▶ _TEXTO PROPORCIONADO_:
========================

Otra persona que vive atormentada es el teniente Rojas, papel interpretado con solvencia por Daniel Grao. Una máquina entrenada para torturar, pero cada vez que se enfrenta a los detenidos es una auténtica tortura para él mismo. Solo a base de chupitos y tangos es capaz de sobrellevarlo. Eso y el desfogue que tiene con Susana (interpretado por Martina Gusman). Una potente historia de amor que se ve cuestionada por el sentido del deber, las apariencias y la doble moralidad.

Tras su exitosa Amor en defensa propia (2006) Russo regresa a la gran pantalla con este tema política arropado por un buen elenco. Es un hombre polifacético pues también tiene una interesante carrera musical. Su guion de Lluvia en los zapatos (1998, María Ripoll), con el que obtuvo el premio al mejor guion en el Festival de Cine de Montreal. Presentó esta película (fuera de concurso) en la pasada edición de la SEMINCI (en la Gala de RTVE), un habitual con sus cortos. Una película cuyos exteriores ha sido rodada en Montevideo porque mantiene ese aire decadente con sus edificios de la época intactos y los interiores fueron filmados en Madrid. Consigue a través de la fotografía una gran ambientación. Utilizando recursos como el ir oyendo a través de los noticieros de la radio y de la televisión lo que va sucediendo en el país en aquella época. El director madrileño, de padres argentinos, centra su discurso en como el amor, el humor, y la amistad son valores para tratar de sobrevivir en una etapa muy gris. Uruguay años setenta carecía de moralidad tanto a nivel individual como colectivo. Nos muestra que el humor es una forma ingeniosa para afrontar una situación horrible y que el ingenio es más necesario que nunca a la hora de reclamar el ejercicio de los derechos humanos.

Lo mejor del cine de Russo es la poética. En la escena final encontramos un buen ejemplo de esa poesía utilizando una anécdota que actúa como verdadero leitmotiv: los ciudadanos se concentran en sus coches y ponen los limpiaparabrisas en marcha. Estos chirrían por el roce con el cristal seco. Ese sonido es similar a los golpes de las botas militares en una marcha (aunque hay quien ha querido ver otro guiño a ese movimiento de izquierda a derecha que hacen los limpias). Es un gesto de protesta cargado de simbolismo que añora la libertad y trata de sortear el férreo control de los milicos.

========================

▶ _ENTRADAS DE DATOS_:
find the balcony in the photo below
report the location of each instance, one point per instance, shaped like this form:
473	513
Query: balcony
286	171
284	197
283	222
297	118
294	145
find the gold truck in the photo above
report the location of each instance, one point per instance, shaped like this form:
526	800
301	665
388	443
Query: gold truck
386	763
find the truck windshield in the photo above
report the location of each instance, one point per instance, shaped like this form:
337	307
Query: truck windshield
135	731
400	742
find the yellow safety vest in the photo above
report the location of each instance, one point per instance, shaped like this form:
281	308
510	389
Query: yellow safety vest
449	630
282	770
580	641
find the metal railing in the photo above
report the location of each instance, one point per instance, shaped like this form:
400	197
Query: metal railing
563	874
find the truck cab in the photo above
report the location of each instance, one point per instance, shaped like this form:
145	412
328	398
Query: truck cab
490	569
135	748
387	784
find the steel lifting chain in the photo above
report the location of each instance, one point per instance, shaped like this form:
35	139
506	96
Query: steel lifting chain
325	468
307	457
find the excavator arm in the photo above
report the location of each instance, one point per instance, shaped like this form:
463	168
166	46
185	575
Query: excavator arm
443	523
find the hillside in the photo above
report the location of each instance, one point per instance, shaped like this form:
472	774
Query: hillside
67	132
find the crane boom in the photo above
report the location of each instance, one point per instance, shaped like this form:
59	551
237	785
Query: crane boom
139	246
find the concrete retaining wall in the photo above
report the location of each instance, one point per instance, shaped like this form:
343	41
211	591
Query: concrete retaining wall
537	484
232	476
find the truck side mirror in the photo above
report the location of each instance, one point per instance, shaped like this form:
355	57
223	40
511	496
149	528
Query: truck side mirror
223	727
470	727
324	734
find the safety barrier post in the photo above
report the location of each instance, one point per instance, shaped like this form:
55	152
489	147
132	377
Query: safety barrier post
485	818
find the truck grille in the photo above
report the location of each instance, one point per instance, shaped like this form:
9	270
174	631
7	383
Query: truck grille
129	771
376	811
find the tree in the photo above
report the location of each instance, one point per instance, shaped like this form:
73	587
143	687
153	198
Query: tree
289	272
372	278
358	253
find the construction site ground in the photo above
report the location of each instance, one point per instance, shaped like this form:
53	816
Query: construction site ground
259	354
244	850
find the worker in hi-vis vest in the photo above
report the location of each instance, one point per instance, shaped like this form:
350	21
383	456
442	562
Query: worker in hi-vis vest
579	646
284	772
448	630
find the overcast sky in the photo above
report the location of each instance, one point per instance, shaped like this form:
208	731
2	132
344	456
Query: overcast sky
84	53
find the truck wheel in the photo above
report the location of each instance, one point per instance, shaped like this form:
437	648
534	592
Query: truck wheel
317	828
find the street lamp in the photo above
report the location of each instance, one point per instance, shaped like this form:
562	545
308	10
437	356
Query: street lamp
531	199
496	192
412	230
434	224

========================

▶ _ENUNCIADO_: Resume en dos oraciones la reseña de cine.

▶ _SOLUCIÓN_: La reseña presenta al teniente Rojas, interpretado por Daniel Grao, como un torturador atormentado que solo sobrelleva su tarea con chupitos, tangos y su relación con Susana. Además, explica que Russo, que rodó los exteriores en Montevideo y los interiores en Madrid, centra su discurso en el amor, el humor y la amistad como valores para sobrevivir en el Uruguay de los años setenta, y señala que lo mejor de su cine es la poética, visible en la escena final en que los ciudadanos ponen en marcha los limpiaparabrisas como gesto de protesta.